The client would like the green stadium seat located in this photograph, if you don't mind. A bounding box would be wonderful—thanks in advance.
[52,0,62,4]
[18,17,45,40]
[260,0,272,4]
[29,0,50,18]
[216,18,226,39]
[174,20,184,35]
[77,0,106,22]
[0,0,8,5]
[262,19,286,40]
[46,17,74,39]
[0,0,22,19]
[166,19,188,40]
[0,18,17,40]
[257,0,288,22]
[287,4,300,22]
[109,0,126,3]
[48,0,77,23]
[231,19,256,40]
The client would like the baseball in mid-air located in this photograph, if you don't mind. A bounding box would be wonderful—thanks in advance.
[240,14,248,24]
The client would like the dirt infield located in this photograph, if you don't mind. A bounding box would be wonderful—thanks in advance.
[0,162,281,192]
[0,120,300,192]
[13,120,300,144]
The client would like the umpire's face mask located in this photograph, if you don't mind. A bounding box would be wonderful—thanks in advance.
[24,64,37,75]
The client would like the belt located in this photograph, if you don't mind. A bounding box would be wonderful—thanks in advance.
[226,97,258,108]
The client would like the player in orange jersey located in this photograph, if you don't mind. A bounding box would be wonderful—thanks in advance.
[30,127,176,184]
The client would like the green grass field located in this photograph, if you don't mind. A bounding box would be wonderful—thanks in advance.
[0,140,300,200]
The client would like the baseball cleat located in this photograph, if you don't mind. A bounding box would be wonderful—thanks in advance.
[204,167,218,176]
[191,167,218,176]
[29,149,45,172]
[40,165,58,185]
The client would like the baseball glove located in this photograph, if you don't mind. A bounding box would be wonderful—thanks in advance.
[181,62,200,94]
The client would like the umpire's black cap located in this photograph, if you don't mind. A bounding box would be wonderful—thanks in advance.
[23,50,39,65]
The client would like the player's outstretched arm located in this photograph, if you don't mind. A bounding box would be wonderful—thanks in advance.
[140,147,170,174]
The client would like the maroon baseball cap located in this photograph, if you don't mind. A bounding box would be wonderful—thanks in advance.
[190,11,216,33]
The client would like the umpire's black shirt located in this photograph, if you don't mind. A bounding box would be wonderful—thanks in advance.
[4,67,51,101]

────────────────────

### Work to be completed:
Starting at the line that has "The client would like the umpire's black cap" and stopping after the line that has "[140,147,170,174]", write those records out again, requests included. Multiply every bounding-box coordinate in the answers by 2 and round it to a whole number, with halves rounding up.

### Result of the exercise:
The client would like the umpire's black cap located in this photograph, if you don't mind. A bounding box would be wonderful—thanks in advance.
[46,100,78,130]
The client would like the player's outstretched arm located in this photograph, if you don't mind. A bounding box would be wonderful—thanks in advance.
[280,294,340,348]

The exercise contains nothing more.